# [SELECTED TEXT]
□ □ □ □ □

What shocks me to the core about the BBC expenses story is not the sums involved. Nor is it that people earning £250,000 a year still can find time in what we hope are very busy lives to record and reclaim the minutest of expenditure.
No, the real shock comes from charging up presents that they give to their friends and acquaintances. What does poor old Bruce Forsyth now feel about that bottle of Krug Champagne?
There might have been a passing pleasure that a "friend" sent him a £100 gift.
But the basis of a gift is surely to give something of your own. The best gifts come when people make things for you or give you their time.
The gift relationship has more recently been converted into presents. But at least one felt people were giving up income they may have spent on themselves to give to us.
Now poor old Bruce realises that this act of friendship to mark his 80th birthday was really nothing of the kind. Mark Thompson didn't put his hand into his own £647,000 salary, but charged it up to us license fee payers. So, Bruce, it is a very belated Happy 80th Birthday from all of us, and not, as you might have thought, from solely the BBC's Director General.
Date added: Friday 26th June 2009





Comments
The BBC's executives’ expenses are just the tip of a very wasteful iceberg. The salaries paid are far too high for both executives and so-called "talent". The waste of licence payers' money is there for all to see in programming and the large numbers of presenters and staff who travel the world at the drop of a hat to stand outside some building rather than reporting from the studio. They don't care about how they spend money because it isn't their own and they know that those who do pay are forced to by law.

□ □ □ □ □

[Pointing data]
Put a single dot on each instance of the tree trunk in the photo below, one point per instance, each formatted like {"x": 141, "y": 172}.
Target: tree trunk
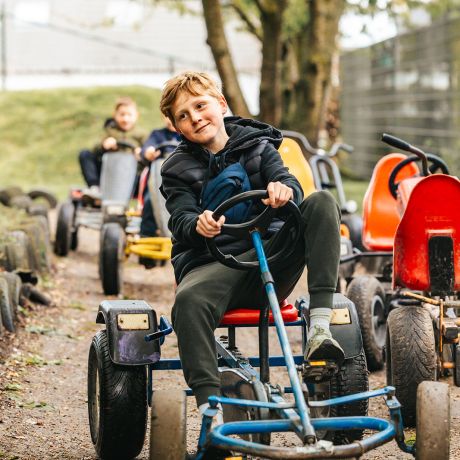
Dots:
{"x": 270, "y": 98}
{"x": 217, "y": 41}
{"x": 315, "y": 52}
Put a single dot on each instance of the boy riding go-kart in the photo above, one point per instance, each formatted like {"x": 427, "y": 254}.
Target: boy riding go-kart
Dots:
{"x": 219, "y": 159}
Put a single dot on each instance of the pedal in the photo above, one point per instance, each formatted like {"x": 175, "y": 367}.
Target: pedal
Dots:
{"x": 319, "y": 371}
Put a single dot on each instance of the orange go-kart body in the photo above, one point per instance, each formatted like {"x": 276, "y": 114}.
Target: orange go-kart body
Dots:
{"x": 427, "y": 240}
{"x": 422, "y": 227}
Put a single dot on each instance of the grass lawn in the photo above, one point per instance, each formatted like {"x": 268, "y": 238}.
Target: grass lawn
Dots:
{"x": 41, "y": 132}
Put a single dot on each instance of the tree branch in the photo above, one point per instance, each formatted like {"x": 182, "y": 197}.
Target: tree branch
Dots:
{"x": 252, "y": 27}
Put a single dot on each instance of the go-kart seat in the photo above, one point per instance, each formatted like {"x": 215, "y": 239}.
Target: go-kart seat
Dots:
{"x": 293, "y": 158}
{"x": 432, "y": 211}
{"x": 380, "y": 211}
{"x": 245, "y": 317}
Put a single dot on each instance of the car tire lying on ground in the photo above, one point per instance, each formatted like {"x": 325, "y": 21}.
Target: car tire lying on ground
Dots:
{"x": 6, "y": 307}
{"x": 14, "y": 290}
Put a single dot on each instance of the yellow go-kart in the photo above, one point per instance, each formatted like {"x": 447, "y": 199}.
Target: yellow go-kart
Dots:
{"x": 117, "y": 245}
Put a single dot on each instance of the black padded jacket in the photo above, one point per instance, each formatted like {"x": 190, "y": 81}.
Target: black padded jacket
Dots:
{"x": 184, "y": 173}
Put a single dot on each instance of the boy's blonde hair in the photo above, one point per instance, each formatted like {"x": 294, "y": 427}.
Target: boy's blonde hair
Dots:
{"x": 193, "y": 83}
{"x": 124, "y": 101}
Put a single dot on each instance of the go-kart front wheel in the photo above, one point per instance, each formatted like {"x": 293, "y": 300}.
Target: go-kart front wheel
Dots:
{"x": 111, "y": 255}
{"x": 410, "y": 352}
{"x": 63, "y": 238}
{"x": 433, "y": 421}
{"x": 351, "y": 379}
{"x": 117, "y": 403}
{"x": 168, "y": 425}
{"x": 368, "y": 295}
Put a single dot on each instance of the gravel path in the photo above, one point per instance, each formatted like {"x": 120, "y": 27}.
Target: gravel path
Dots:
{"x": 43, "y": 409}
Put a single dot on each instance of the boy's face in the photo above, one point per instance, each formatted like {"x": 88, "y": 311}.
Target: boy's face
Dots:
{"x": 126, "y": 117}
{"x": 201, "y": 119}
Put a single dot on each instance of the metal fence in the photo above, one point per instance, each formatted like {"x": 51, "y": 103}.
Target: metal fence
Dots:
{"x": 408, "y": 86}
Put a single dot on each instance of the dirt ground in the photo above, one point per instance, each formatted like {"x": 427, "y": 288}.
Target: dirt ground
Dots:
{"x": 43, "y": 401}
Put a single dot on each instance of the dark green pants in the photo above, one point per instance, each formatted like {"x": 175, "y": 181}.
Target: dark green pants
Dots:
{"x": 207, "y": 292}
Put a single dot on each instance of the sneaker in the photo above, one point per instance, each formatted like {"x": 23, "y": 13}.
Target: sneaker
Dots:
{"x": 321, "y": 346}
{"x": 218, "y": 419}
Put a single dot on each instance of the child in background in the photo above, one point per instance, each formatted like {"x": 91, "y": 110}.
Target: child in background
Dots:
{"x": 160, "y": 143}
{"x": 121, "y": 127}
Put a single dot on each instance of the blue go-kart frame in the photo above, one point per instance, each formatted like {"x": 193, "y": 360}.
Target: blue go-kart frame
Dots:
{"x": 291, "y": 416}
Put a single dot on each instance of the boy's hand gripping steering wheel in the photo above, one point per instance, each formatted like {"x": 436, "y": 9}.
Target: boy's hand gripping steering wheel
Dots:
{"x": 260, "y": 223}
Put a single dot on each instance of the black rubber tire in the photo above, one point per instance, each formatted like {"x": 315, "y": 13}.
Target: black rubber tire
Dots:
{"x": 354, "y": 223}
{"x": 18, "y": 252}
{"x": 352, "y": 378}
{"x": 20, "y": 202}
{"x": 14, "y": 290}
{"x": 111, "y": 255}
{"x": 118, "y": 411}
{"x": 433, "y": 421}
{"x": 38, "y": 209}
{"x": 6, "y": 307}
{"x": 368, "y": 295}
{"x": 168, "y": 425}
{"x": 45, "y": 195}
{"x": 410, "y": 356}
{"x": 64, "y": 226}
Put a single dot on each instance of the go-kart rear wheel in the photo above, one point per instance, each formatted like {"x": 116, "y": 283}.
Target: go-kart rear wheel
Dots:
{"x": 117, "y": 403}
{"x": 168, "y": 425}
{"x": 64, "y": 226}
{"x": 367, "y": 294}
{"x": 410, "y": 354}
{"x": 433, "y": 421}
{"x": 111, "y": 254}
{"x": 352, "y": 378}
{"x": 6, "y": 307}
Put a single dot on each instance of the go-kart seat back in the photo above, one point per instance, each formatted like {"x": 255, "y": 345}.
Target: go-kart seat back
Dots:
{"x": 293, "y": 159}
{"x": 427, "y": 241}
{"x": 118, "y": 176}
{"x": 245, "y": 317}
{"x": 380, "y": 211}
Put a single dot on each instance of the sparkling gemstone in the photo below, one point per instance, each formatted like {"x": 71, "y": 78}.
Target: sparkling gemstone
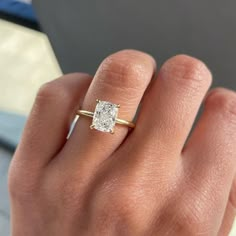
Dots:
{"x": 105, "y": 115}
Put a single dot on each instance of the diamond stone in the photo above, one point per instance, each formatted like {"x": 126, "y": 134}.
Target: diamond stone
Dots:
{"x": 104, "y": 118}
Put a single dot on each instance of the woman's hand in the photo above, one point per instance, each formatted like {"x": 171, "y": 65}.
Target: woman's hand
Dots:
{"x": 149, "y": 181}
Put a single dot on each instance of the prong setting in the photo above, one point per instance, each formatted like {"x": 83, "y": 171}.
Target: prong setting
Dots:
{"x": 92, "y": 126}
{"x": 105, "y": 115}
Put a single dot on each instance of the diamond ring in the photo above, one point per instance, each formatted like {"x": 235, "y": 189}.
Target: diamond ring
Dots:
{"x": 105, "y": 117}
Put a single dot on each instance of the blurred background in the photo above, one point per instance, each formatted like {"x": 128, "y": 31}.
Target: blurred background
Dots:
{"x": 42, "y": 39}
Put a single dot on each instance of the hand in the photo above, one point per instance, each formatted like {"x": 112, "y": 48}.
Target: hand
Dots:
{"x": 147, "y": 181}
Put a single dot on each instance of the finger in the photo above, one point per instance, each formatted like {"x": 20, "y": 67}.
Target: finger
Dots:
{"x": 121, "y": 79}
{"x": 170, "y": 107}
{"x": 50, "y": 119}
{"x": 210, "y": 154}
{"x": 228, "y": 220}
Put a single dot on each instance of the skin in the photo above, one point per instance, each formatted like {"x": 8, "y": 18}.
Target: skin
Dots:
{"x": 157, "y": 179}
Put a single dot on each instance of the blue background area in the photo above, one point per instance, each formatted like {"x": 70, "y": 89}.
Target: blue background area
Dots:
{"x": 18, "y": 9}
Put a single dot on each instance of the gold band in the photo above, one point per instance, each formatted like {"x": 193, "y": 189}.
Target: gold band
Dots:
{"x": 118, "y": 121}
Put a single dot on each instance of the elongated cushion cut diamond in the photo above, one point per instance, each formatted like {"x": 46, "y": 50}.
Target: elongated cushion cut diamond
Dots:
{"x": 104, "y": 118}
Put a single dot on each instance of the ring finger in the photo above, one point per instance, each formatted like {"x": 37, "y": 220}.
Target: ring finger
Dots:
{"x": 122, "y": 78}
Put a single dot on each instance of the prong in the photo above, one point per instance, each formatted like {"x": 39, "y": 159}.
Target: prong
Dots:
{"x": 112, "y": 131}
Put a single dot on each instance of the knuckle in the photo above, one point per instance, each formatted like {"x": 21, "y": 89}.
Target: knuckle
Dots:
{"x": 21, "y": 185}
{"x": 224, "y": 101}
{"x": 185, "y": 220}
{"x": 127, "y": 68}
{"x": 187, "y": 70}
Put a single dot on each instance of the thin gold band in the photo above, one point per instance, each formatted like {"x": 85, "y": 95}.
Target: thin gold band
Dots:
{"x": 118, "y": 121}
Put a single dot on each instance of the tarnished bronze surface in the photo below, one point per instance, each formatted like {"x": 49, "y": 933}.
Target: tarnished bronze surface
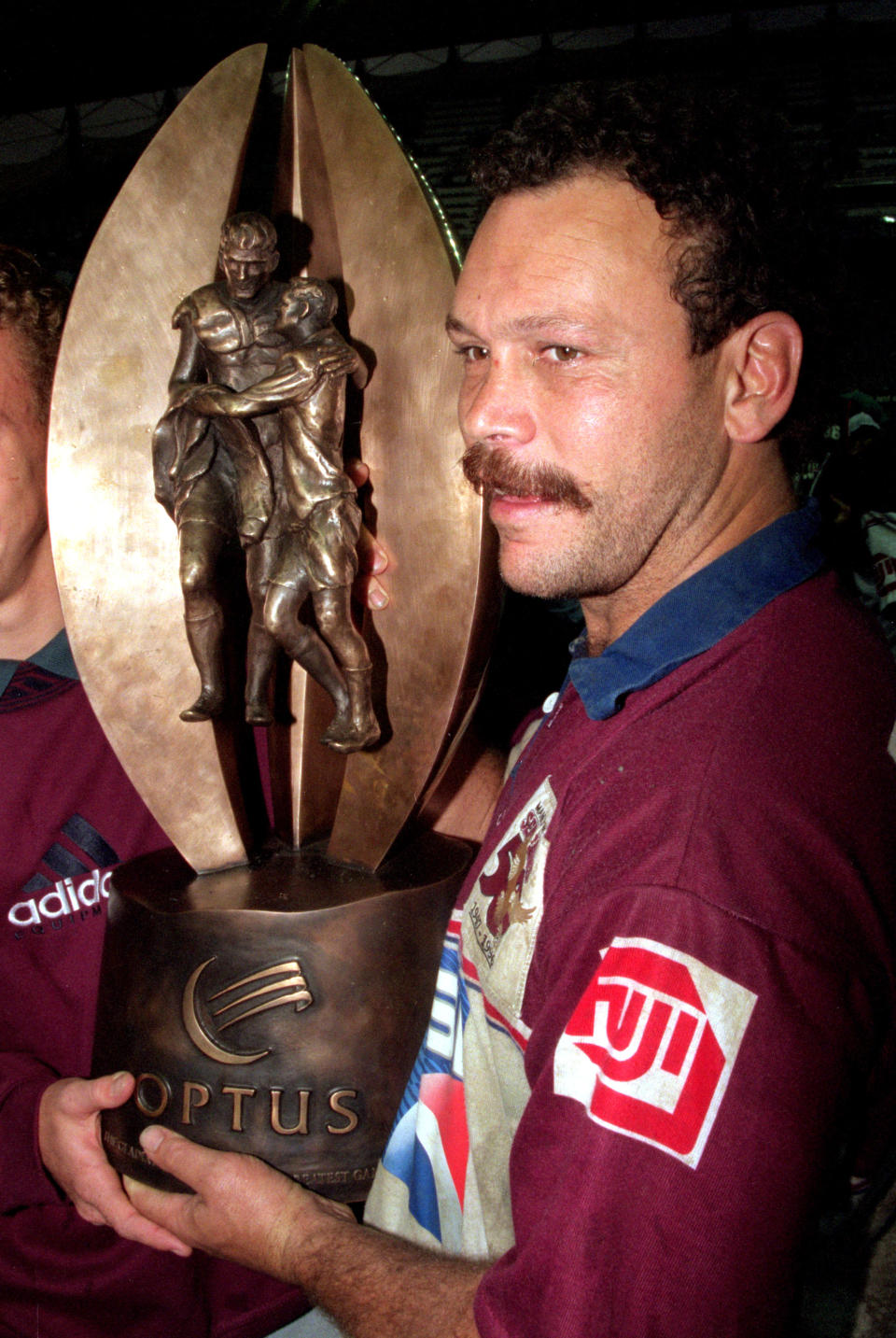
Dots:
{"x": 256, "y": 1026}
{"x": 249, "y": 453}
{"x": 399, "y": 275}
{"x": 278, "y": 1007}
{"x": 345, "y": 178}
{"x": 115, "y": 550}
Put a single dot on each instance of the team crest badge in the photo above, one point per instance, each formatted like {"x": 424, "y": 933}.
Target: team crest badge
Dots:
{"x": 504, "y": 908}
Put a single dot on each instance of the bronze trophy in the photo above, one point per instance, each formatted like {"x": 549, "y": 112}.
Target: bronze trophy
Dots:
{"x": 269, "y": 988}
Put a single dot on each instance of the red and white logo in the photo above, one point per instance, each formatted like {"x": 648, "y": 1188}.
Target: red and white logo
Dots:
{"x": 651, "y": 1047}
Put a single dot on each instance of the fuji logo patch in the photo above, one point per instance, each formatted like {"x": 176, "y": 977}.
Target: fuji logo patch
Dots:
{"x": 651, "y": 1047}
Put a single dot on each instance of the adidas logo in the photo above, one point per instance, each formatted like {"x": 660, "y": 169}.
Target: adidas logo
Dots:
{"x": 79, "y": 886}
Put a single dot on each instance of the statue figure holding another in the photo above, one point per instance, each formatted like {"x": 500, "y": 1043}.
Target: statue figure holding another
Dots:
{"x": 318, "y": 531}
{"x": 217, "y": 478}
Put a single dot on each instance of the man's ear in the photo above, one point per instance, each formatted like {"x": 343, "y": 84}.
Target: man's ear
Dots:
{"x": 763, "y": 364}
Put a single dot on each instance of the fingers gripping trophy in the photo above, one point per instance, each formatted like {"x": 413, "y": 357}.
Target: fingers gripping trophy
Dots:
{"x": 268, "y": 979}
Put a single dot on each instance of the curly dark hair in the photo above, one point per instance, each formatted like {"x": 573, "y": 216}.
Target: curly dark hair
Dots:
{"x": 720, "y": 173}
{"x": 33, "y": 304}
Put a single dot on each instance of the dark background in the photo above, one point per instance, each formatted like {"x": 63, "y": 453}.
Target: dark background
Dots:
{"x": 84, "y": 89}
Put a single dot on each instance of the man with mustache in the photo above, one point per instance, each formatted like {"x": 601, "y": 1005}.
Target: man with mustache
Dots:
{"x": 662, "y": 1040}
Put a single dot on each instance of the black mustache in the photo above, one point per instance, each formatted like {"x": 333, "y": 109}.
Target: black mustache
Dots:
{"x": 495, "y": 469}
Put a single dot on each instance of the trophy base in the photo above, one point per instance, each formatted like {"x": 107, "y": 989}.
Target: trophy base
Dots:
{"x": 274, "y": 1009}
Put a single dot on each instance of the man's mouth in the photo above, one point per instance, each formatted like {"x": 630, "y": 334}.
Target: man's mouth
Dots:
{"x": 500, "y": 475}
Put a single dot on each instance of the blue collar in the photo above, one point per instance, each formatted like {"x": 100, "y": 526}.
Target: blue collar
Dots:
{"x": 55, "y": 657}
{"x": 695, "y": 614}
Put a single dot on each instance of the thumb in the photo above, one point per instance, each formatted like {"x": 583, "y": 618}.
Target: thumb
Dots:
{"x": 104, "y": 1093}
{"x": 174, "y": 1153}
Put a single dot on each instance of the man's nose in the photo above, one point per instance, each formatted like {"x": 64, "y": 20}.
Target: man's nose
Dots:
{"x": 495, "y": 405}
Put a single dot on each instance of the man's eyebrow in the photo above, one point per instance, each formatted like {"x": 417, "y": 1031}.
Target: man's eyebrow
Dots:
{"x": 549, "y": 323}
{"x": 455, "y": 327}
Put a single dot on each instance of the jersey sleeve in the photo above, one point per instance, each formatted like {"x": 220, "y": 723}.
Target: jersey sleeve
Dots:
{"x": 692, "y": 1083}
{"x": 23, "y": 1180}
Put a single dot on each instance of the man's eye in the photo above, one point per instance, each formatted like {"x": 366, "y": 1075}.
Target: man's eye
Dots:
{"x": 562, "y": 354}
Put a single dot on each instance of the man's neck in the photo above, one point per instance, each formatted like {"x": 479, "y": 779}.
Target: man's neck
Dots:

□ □ □ □ □

# [TASK GOAL]
Retype the passage of the BBC expenses piece from "Date added: Friday" to "forced to by law.".

# [THE REPLY]
Date added: Friday 26th June 2009





Comments
The BBC's executives’ expenses are just the tip of a very wasteful iceberg. The salaries paid are far too high for both executives and so-called "talent". The waste of licence payers' money is there for all to see in programming and the large numbers of presenters and staff who travel the world at the drop of a hat to stand outside some building rather than reporting from the studio. They don't care about how they spend money because it isn't their own and they know that those who do pay are forced to by law.